═══ ОТРЫВОК ТЕКСТА

Отправляет email-рассылки с помощью сервиса Sendsay
  Все выпуски  

Скурлатов В.И. Философско-политический дневник Из истории советской философии – Василий Соколов. 3


Из истории советской философии – Василий Васильевич Соколов (1919-). 3

 

К.: А работа, которую вы сейчас пишите, она как-то связана с методологией истории философии?

С.: Она пишется по парадигме субъект-объектности, которая, по-моему, дает возможность более обобщенно, эвристично излагать материал по проблемам, в основном по проблемам. Конечно, есть фигуры - Платон, Аристотель, Кант, их никак не растворишь в общей проблематике. Но они все равно излагаются в контексте субъект-объектной проблематики. Вот Эриугена тоже отдельно, потому что и эпоха такая, понимаете. Он не вписывается в эту эпоху: Гегель девятого века.

К.: То есть вы хотите всю историю философию как бы заново посмотреть в контексте субъект-объектности?

С.: Действительно, так. Не знаю, сколько мне Бог отпустил. Я через год надеюсь подать все это до эпохи Просвещения, начиная с мифологии. А там, если… Я в церковь не хожу… Но считаю, что Бог как проблема необходим. Без нее нет метафизики, значит, нет высшей философии. Вот эта идея…

К.: Но означает ли это, что, например, надо вводить, теологию в высшей школе? Философия и богословие, это соратники, союзники или антагонисты, все-таки, как вы считаете?

С.: Философию и теологию я там рассматриваю как конвергенцию мировоззренческих форм. Это значит, что очень их трудно бывает отделить, а в Средние века просто невозможно, философию от теологии. Более того, марксизм – это идеология религиозная, хотя и светская, и это не парадокс. Какой признак идеологии? Авторитарность, массовость. Какой признак философии? Индивидуальность, личностность. А вот насчет «преподавать – не преподавать», ну что вам сказать, история философии убеждает, что даже смелые философы осторожничали, например, Декарт, Спиноза, ибо в 17 веке объявление в атеизме равно обвинению «врагов народа» в 37 году. Все они писали по-латыни. Гассенди, священник, был эпикурейцем, но писал только по-латыни. Спинозе предложили перевести «Богословско-политический трактат» на голландский язык. Он этому решительно воспротивился. Почему? Потому что, писал он в том же произведении: «Библия принесла народу большое утешение». Народ - это толпа. Чернь, vulgus, не может жить без религии с ее суевериями. В русском языке мы переводим теологию как богословие. У западных философов - это theologia inspirata, богооткровенная теология. Это богословие по-русски. У Аристотеля теология завершает метафизику учением о едином Боге, перводвигателе, философском Боге.

К.: А религиозная философия для вас это деревянное железо? Или все-таки вы допускаете ее существование?

С.: Да, вот как сказать. Был спор, во Франции в частности, между Брейе и Жильсоном. Жильсон - крупнейший медиевист-философ, он сказал: да, философия религиозная должна быть! А Брейе: какая?

══════

ПИСЬМЕННОЕ ЗАДАНИЕ 1:
Ответьте по интервью на три вопроса:
(a) Кого Соколов называет «Гегелем девятого века»?
(b) До какой эпохи он рассчитывает довести изложение через год?
(c) На каком языке писал Гассенди?
ПИСЬМЕННОЕ ЗАДАНИЕ 2: Перескажите в виде списка абзац интервью, начинающийся словами «Философию и теологию я там рассматриваю», сохранив его основные факты.
ПИСЬМЕННОЕ ЗАДАНИЕ 3: Скопируйте из интервью фрагмент между словами «Скурлатов В.И. Философско-политический» и «в контексте субъект-объектности?» включительно.
Приложенные данные для работы не понадобятся.

═══ ПРИЛОЖЕННЫЕ ДАННЫЕ

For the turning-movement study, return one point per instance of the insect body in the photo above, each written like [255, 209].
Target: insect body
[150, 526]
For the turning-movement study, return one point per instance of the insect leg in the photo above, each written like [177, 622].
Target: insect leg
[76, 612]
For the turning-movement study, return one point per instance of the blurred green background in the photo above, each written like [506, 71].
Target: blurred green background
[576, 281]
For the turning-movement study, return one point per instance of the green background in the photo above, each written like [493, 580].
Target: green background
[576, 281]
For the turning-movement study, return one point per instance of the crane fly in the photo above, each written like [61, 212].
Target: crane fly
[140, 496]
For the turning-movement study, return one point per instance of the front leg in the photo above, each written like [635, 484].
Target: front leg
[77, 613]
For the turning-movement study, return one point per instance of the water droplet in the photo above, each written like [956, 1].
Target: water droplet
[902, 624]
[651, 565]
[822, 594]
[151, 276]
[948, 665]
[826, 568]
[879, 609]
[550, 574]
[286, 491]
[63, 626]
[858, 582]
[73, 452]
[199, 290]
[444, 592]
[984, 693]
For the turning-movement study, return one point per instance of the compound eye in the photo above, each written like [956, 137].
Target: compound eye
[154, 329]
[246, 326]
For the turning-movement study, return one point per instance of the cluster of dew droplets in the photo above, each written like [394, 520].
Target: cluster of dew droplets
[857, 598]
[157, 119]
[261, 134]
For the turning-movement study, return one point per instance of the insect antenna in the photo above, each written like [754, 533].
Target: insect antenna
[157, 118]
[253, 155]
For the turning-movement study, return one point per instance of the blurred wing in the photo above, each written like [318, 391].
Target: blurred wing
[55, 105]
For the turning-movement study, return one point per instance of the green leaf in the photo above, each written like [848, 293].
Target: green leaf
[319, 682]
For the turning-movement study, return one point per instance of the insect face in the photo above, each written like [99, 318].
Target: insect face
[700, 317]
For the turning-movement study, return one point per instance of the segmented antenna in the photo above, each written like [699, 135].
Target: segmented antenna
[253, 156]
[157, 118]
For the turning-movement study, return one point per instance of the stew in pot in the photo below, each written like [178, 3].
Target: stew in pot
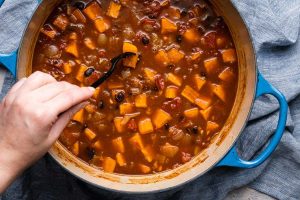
[162, 106]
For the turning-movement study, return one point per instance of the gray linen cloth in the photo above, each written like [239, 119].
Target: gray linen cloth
[275, 27]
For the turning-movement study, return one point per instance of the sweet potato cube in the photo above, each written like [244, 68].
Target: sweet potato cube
[80, 73]
[75, 148]
[118, 144]
[49, 31]
[150, 73]
[72, 49]
[113, 9]
[206, 113]
[144, 168]
[120, 159]
[162, 57]
[169, 150]
[191, 113]
[190, 94]
[61, 22]
[98, 145]
[226, 75]
[211, 64]
[109, 164]
[78, 117]
[141, 101]
[89, 43]
[221, 41]
[228, 55]
[168, 26]
[79, 16]
[97, 92]
[73, 36]
[171, 92]
[175, 56]
[114, 85]
[174, 79]
[145, 126]
[203, 101]
[160, 118]
[117, 122]
[93, 10]
[199, 81]
[195, 56]
[212, 126]
[136, 141]
[126, 108]
[90, 135]
[102, 25]
[191, 36]
[132, 60]
[148, 153]
[90, 108]
[220, 92]
[67, 67]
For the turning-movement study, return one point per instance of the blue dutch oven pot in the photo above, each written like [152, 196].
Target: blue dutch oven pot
[222, 151]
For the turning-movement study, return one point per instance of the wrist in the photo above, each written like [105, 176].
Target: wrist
[8, 170]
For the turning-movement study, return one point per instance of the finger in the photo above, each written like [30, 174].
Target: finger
[62, 122]
[51, 90]
[68, 99]
[17, 86]
[36, 80]
[11, 95]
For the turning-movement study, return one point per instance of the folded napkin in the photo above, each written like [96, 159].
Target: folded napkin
[274, 26]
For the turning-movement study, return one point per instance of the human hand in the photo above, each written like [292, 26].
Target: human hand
[32, 116]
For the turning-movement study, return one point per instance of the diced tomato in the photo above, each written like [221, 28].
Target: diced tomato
[132, 125]
[159, 81]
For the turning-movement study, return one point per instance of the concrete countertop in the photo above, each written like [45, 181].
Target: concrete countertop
[243, 193]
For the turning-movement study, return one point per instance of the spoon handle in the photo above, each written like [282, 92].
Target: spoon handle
[114, 63]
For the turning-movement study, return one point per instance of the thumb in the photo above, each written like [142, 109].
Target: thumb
[62, 122]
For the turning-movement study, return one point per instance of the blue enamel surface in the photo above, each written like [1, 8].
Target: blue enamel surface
[232, 158]
[10, 61]
[1, 2]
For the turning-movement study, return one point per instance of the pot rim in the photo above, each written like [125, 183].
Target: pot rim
[60, 162]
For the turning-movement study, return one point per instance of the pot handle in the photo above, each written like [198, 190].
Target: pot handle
[232, 158]
[9, 61]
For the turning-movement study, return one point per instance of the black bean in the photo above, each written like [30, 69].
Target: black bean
[171, 66]
[145, 40]
[152, 16]
[89, 72]
[181, 118]
[167, 126]
[120, 97]
[201, 29]
[195, 129]
[183, 13]
[101, 104]
[155, 89]
[79, 4]
[179, 39]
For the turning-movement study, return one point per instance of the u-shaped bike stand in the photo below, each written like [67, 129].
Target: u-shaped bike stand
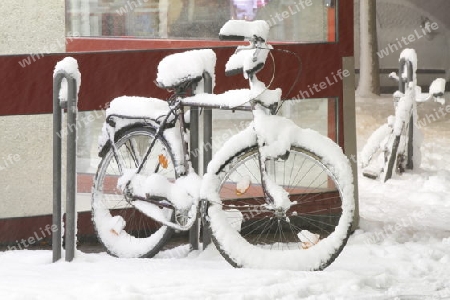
[402, 86]
[194, 143]
[70, 224]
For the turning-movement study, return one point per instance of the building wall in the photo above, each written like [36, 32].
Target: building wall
[28, 26]
[32, 26]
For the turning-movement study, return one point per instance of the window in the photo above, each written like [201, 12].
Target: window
[290, 20]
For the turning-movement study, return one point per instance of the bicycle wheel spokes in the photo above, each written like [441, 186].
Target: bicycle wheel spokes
[316, 202]
[124, 230]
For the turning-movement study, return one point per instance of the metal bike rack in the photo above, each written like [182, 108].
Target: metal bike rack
[207, 155]
[71, 106]
[402, 82]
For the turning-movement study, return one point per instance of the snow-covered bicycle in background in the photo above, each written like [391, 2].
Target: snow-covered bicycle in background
[274, 196]
[394, 146]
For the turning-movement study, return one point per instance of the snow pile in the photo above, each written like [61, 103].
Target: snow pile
[245, 29]
[68, 65]
[401, 250]
[179, 67]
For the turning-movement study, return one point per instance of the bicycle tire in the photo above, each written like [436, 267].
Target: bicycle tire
[325, 207]
[121, 228]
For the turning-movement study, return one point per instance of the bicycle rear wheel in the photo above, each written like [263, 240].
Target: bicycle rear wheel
[123, 229]
[308, 236]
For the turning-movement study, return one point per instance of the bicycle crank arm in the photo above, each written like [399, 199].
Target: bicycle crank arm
[156, 213]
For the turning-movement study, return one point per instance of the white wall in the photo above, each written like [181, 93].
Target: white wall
[28, 26]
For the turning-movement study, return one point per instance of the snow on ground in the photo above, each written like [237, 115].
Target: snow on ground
[401, 250]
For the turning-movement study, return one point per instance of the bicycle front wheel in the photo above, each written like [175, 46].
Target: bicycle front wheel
[123, 229]
[310, 234]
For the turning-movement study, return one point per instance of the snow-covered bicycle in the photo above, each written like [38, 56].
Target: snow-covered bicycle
[274, 196]
[394, 146]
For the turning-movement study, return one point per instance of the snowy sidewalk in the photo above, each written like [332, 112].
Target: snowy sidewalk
[401, 250]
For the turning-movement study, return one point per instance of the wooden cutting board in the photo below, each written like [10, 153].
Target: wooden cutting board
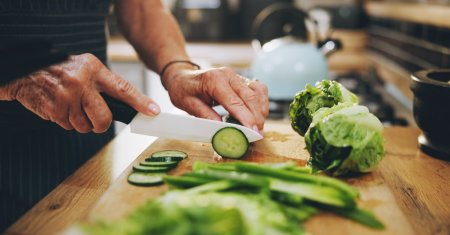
[408, 191]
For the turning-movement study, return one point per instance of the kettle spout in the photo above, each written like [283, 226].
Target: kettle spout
[328, 46]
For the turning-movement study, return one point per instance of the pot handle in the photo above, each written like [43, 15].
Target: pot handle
[328, 46]
[287, 14]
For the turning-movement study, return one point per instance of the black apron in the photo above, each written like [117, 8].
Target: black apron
[36, 155]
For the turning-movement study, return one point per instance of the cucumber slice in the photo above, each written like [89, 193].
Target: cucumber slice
[145, 179]
[230, 142]
[170, 164]
[170, 153]
[148, 169]
[164, 159]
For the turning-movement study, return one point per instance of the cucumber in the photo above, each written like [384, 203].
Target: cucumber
[145, 179]
[169, 164]
[170, 153]
[164, 159]
[149, 169]
[230, 142]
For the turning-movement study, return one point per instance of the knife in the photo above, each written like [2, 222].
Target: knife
[173, 126]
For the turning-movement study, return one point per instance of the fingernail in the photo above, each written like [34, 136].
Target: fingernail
[255, 128]
[154, 108]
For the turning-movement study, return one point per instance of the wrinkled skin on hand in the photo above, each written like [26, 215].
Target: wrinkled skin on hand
[69, 94]
[196, 91]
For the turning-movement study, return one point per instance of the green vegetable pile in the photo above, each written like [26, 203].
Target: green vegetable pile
[326, 93]
[240, 199]
[341, 136]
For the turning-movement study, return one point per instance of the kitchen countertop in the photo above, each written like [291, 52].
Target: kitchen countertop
[408, 191]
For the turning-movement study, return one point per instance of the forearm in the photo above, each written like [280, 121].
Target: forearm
[153, 32]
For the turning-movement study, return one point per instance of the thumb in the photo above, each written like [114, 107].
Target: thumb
[121, 89]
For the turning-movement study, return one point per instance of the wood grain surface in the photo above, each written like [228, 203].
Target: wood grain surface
[408, 191]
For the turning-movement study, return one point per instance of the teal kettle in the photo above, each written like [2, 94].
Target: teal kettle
[286, 61]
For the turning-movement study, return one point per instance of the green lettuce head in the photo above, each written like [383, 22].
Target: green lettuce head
[325, 94]
[345, 138]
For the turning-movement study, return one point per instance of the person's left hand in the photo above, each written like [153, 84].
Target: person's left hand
[195, 91]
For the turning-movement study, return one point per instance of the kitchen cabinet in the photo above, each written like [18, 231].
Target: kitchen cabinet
[408, 191]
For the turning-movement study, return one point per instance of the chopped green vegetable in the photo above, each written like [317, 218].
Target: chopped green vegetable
[209, 213]
[239, 199]
[345, 138]
[230, 142]
[325, 94]
[298, 177]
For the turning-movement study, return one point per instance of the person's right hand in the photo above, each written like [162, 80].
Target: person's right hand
[69, 94]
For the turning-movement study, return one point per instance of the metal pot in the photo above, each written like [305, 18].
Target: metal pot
[431, 108]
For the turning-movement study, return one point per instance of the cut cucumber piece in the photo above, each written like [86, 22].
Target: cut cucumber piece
[145, 179]
[170, 153]
[230, 142]
[164, 159]
[149, 169]
[170, 164]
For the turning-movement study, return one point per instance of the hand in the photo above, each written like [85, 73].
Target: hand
[196, 90]
[69, 94]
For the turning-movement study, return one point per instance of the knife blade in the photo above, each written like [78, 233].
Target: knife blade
[173, 126]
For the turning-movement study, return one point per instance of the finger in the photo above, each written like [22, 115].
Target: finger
[122, 90]
[79, 119]
[250, 98]
[263, 95]
[198, 108]
[59, 116]
[97, 111]
[232, 102]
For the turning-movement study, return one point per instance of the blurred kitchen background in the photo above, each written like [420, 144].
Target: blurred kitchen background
[381, 44]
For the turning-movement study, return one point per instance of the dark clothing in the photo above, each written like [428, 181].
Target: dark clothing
[36, 155]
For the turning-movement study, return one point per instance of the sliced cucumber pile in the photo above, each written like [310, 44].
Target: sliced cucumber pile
[230, 142]
[151, 171]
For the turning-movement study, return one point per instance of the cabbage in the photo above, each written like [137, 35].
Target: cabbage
[345, 138]
[326, 93]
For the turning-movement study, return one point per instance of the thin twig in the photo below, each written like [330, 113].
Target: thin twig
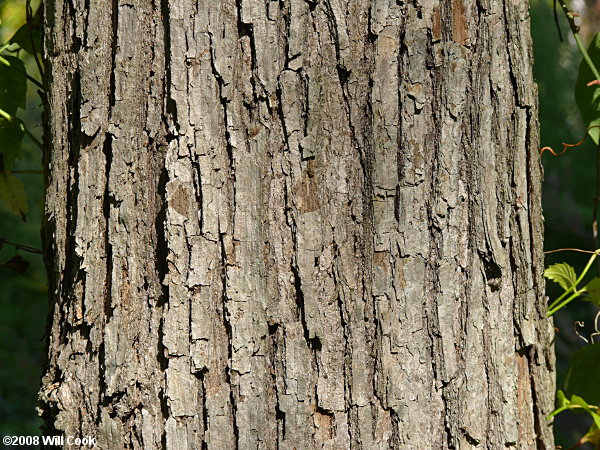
[23, 127]
[25, 248]
[29, 77]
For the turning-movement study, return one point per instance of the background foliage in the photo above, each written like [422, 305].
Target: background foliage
[23, 299]
[569, 182]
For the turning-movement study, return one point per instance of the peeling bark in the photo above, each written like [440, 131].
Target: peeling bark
[295, 224]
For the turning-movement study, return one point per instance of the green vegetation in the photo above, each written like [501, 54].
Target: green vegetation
[23, 298]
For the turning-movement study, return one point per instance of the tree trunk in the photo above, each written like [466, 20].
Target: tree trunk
[295, 224]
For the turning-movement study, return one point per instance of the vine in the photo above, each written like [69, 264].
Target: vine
[15, 79]
[581, 390]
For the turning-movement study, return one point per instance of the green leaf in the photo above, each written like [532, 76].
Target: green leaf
[561, 273]
[582, 374]
[592, 436]
[592, 291]
[561, 399]
[588, 97]
[24, 39]
[12, 193]
[11, 138]
[577, 400]
[13, 85]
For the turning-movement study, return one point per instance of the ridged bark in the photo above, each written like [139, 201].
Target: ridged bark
[295, 224]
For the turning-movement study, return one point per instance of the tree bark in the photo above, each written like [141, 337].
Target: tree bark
[295, 224]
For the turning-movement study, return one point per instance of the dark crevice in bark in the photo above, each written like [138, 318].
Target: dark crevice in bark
[73, 261]
[300, 302]
[201, 377]
[275, 334]
[229, 331]
[114, 44]
[197, 174]
[106, 203]
[224, 102]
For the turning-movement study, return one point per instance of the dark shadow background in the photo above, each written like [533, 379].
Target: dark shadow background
[568, 195]
[569, 181]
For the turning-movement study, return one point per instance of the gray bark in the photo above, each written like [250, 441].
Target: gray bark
[295, 224]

══════

РЕШЕНИЕ 1:
(a) Эриугену.
(b) До эпохи Просвещения.
(c) Только по-латыни.

РЕШЕНИЕ 2:
- Философия и теология — конвергенция мировоззренческих форм. Их трудно разделить, а в Средние века невозможно.
- Марксизм — религиозная, хотя и светская идеология. Признаки идеологии — авторитарность и массовость, признаки философии — индивидуальность и личностность.
- Даже смелые философы, например Декарт и Спиноза, осторожничали: в XVII веке обвинение в атеизме было равно обвинению «врагов народа» в 37 году. Все они писали по-латыни, в том числе Гассенди, священник и эпикуреец.
- Спиноза решительно воспротивился переводу «Богословско-политического трактата» на голландский язык. По его словам, Библия принесла народу большое утешение, а народ (толпа, vulgus) не может жить без религии.
- Русское слово «богословие» соответствует западной theologia inspirata, богооткровенной теологии.
- У Аристотеля теология завершает метафизику учением о едином Боге, перводвигателе.

РЕШЕНИЕ 3:
Скурлатов В.И. Философско-политический дневник Из истории советской философии – Василий Соколов. 3


Из истории советской философии – Василий Васильевич Соколов (1919-). 3

 

К.: А работа, которую вы сейчас пишите, она как-то связана с методологией истории философии?

С.: Она пишется по парадигме субъект-объектности, которая, по-моему, дает возможность более обобщенно, эвристично излагать материал по проблемам, в основном по проблемам. Конечно, есть фигуры - Платон, Аристотель, Кант, их никак не растворишь в общей проблематике. Но они все равно излагаются в контексте субъект-объектной проблематики. Вот Эриугена тоже отдельно, потому что и эпоха такая, понимаете. Он не вписывается в эту эпоху: Гегель девятого века.

К.: То есть вы хотите всю историю философию как бы заново посмотреть в контексте субъект-объектности?